- [TO DO] Repeat the following lines exactly as they appear, with no changes.

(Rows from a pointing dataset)
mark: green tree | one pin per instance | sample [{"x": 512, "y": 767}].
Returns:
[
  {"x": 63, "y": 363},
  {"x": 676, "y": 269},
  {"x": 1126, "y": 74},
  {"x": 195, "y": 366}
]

- [SOLVED PROBLEM]
mark: green tree | one pin per instance | sample [{"x": 512, "y": 767}].
Returns:
[
  {"x": 63, "y": 363},
  {"x": 676, "y": 269},
  {"x": 1126, "y": 74},
  {"x": 195, "y": 366}
]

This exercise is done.